- _Data shown_:
————
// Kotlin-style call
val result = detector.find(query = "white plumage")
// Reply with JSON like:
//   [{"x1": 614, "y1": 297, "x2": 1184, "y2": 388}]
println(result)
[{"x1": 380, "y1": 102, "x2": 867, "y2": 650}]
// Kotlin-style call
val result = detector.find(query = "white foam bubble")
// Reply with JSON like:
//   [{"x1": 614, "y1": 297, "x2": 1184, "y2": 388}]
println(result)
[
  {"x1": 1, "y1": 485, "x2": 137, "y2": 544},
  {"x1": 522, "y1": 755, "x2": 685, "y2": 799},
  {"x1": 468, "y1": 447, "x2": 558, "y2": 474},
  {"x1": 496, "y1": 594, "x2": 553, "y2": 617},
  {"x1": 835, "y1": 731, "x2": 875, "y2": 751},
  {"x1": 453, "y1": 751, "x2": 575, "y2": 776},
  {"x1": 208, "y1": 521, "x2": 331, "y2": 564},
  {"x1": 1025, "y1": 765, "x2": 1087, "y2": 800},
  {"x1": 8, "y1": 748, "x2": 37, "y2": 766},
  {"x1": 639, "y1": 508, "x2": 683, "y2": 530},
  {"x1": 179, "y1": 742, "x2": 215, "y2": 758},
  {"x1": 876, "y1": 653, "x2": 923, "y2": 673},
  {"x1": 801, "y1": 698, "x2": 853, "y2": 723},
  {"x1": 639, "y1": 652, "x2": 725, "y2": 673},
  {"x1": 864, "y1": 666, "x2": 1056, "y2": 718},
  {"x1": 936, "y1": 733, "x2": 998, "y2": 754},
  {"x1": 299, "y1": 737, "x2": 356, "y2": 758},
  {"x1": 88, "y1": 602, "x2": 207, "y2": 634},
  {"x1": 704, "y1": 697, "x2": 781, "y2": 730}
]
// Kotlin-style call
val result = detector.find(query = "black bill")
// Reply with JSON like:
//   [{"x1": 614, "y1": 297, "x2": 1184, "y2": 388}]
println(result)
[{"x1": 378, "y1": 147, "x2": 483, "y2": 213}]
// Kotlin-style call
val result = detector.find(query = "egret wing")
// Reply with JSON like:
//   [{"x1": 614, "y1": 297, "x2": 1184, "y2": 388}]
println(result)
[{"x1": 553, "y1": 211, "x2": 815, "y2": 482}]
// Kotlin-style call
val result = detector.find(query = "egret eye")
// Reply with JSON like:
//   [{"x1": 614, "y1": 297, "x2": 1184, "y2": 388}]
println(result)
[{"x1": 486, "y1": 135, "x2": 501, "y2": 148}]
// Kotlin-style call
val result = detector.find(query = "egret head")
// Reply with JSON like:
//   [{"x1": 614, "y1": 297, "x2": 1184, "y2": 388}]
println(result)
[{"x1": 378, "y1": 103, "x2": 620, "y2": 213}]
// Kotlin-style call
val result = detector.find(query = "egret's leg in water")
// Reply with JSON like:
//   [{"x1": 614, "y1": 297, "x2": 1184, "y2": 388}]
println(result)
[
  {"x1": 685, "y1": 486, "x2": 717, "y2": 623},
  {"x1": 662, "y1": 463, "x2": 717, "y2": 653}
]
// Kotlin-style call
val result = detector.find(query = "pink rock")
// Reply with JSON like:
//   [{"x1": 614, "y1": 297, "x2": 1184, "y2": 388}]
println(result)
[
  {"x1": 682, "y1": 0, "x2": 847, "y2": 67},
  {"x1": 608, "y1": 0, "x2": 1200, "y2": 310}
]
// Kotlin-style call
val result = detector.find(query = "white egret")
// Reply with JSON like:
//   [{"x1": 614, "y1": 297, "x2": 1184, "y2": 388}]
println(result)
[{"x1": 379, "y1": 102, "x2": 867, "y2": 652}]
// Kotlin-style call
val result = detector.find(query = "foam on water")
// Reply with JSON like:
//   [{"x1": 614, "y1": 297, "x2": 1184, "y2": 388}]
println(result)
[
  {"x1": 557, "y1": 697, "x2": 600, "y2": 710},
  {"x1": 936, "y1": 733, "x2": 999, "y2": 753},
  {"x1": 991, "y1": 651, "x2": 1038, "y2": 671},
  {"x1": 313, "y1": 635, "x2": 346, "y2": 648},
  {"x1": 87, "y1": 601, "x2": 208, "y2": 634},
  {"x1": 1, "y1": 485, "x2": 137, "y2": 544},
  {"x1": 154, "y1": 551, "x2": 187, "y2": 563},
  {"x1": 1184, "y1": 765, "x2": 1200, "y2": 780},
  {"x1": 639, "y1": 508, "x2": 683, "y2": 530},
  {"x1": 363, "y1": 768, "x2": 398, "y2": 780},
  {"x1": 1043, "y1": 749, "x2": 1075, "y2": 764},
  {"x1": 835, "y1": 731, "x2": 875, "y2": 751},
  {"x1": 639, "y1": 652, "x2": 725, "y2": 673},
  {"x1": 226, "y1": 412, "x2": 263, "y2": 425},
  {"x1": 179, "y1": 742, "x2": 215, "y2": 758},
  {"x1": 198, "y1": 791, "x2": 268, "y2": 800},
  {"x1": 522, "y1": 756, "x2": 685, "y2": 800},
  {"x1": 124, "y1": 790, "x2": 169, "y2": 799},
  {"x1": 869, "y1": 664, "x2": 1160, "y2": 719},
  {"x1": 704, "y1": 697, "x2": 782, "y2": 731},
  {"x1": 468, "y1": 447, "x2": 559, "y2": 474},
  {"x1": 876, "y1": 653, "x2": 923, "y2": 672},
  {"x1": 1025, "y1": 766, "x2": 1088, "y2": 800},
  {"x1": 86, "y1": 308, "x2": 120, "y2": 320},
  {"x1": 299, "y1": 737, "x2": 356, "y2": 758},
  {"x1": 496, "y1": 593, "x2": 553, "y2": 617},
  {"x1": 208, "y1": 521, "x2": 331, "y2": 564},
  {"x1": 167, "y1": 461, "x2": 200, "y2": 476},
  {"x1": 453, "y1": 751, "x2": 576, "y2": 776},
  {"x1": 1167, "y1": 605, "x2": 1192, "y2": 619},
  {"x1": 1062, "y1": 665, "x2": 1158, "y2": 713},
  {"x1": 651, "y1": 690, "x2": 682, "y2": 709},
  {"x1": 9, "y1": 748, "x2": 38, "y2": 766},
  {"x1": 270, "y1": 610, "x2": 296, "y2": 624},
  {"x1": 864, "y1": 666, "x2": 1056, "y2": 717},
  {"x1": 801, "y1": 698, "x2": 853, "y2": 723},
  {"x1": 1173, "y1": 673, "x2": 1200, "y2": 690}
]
————
- _Problem requirements_: Word for word, set down each line of the material.

- _Response to the task_:
// Kotlin-style call
val result = detector.find(query = "white plumage")
// Reply with JSON like:
//   [{"x1": 614, "y1": 297, "x2": 1184, "y2": 388}]
println(result)
[{"x1": 380, "y1": 102, "x2": 867, "y2": 650}]
// Kotlin-style call
val result = detector.find(query = "white foam bubble")
// Reply with JSON like:
//   [{"x1": 614, "y1": 297, "x2": 1184, "y2": 388}]
println(result)
[
  {"x1": 1, "y1": 485, "x2": 137, "y2": 544},
  {"x1": 522, "y1": 755, "x2": 685, "y2": 799},
  {"x1": 468, "y1": 447, "x2": 558, "y2": 474},
  {"x1": 496, "y1": 594, "x2": 553, "y2": 617},
  {"x1": 835, "y1": 731, "x2": 875, "y2": 751},
  {"x1": 453, "y1": 751, "x2": 575, "y2": 776},
  {"x1": 208, "y1": 521, "x2": 331, "y2": 564},
  {"x1": 1025, "y1": 765, "x2": 1087, "y2": 800},
  {"x1": 8, "y1": 748, "x2": 37, "y2": 766},
  {"x1": 639, "y1": 508, "x2": 683, "y2": 530},
  {"x1": 179, "y1": 742, "x2": 215, "y2": 758},
  {"x1": 876, "y1": 653, "x2": 923, "y2": 673},
  {"x1": 801, "y1": 698, "x2": 853, "y2": 723},
  {"x1": 639, "y1": 652, "x2": 725, "y2": 673},
  {"x1": 864, "y1": 666, "x2": 1056, "y2": 718},
  {"x1": 936, "y1": 733, "x2": 998, "y2": 754},
  {"x1": 299, "y1": 737, "x2": 356, "y2": 758},
  {"x1": 88, "y1": 602, "x2": 207, "y2": 634},
  {"x1": 704, "y1": 697, "x2": 781, "y2": 730}
]
// Kotlin-style call
val result = detector.find(query = "black bill")
// Reply with JSON like:
//   [{"x1": 614, "y1": 297, "x2": 1184, "y2": 388}]
println(result)
[{"x1": 378, "y1": 147, "x2": 483, "y2": 213}]
// Kotlin-style call
val result = detector.find(query = "egret wing")
// Reply with JSON like:
//   [{"x1": 614, "y1": 297, "x2": 1184, "y2": 388}]
println(result)
[{"x1": 553, "y1": 211, "x2": 815, "y2": 482}]
// Kotlin-style call
val result = detector.find(query = "egret eye")
// Reply with JSON like:
//   [{"x1": 614, "y1": 297, "x2": 1184, "y2": 388}]
println(result)
[{"x1": 486, "y1": 135, "x2": 501, "y2": 148}]
// Kotlin-style call
val result = detector.find(query = "egret head")
// Reply with JSON like:
//   [{"x1": 614, "y1": 297, "x2": 1184, "y2": 388}]
println(result)
[{"x1": 378, "y1": 103, "x2": 620, "y2": 213}]
// Kotlin-style call
val result = detector.find(query = "egret's leg in water")
// Reply with JSON like:
//   [{"x1": 614, "y1": 297, "x2": 1184, "y2": 388}]
println(result)
[
  {"x1": 685, "y1": 486, "x2": 717, "y2": 623},
  {"x1": 662, "y1": 463, "x2": 717, "y2": 653}
]
// Kotlin-style call
val result = detector.find(query = "pink rock")
// Reply with JSON like:
//   [{"x1": 614, "y1": 297, "x2": 1184, "y2": 388}]
println(result)
[
  {"x1": 682, "y1": 0, "x2": 847, "y2": 67},
  {"x1": 608, "y1": 0, "x2": 1200, "y2": 310}
]
// Kotlin-style call
val result = detector.find(query = "white egret")
// Reply with JSON like:
//   [{"x1": 614, "y1": 297, "x2": 1184, "y2": 388}]
println(result)
[{"x1": 379, "y1": 102, "x2": 867, "y2": 652}]
// Kotlin-style call
val result = detector.find(query = "foam on water")
// Reply with JSON like:
//   [{"x1": 614, "y1": 297, "x2": 1184, "y2": 388}]
println(result)
[
  {"x1": 557, "y1": 697, "x2": 600, "y2": 710},
  {"x1": 936, "y1": 733, "x2": 999, "y2": 753},
  {"x1": 991, "y1": 651, "x2": 1038, "y2": 671},
  {"x1": 313, "y1": 635, "x2": 346, "y2": 648},
  {"x1": 87, "y1": 601, "x2": 208, "y2": 634},
  {"x1": 1, "y1": 485, "x2": 137, "y2": 544},
  {"x1": 154, "y1": 551, "x2": 187, "y2": 563},
  {"x1": 1184, "y1": 765, "x2": 1200, "y2": 780},
  {"x1": 639, "y1": 508, "x2": 683, "y2": 530},
  {"x1": 363, "y1": 768, "x2": 398, "y2": 780},
  {"x1": 1043, "y1": 749, "x2": 1075, "y2": 764},
  {"x1": 835, "y1": 731, "x2": 875, "y2": 751},
  {"x1": 639, "y1": 652, "x2": 725, "y2": 673},
  {"x1": 226, "y1": 412, "x2": 263, "y2": 425},
  {"x1": 179, "y1": 742, "x2": 215, "y2": 758},
  {"x1": 198, "y1": 791, "x2": 268, "y2": 800},
  {"x1": 522, "y1": 756, "x2": 685, "y2": 800},
  {"x1": 124, "y1": 790, "x2": 169, "y2": 799},
  {"x1": 869, "y1": 664, "x2": 1160, "y2": 719},
  {"x1": 704, "y1": 697, "x2": 782, "y2": 731},
  {"x1": 468, "y1": 447, "x2": 559, "y2": 474},
  {"x1": 876, "y1": 653, "x2": 923, "y2": 672},
  {"x1": 1025, "y1": 766, "x2": 1088, "y2": 800},
  {"x1": 86, "y1": 308, "x2": 120, "y2": 320},
  {"x1": 299, "y1": 737, "x2": 356, "y2": 758},
  {"x1": 496, "y1": 593, "x2": 553, "y2": 617},
  {"x1": 208, "y1": 521, "x2": 331, "y2": 564},
  {"x1": 167, "y1": 461, "x2": 200, "y2": 476},
  {"x1": 453, "y1": 751, "x2": 576, "y2": 776},
  {"x1": 1167, "y1": 605, "x2": 1192, "y2": 619},
  {"x1": 1062, "y1": 665, "x2": 1158, "y2": 713},
  {"x1": 651, "y1": 690, "x2": 682, "y2": 709},
  {"x1": 9, "y1": 748, "x2": 38, "y2": 766},
  {"x1": 270, "y1": 610, "x2": 296, "y2": 624},
  {"x1": 864, "y1": 666, "x2": 1056, "y2": 717},
  {"x1": 801, "y1": 698, "x2": 853, "y2": 723},
  {"x1": 1173, "y1": 673, "x2": 1200, "y2": 690}
]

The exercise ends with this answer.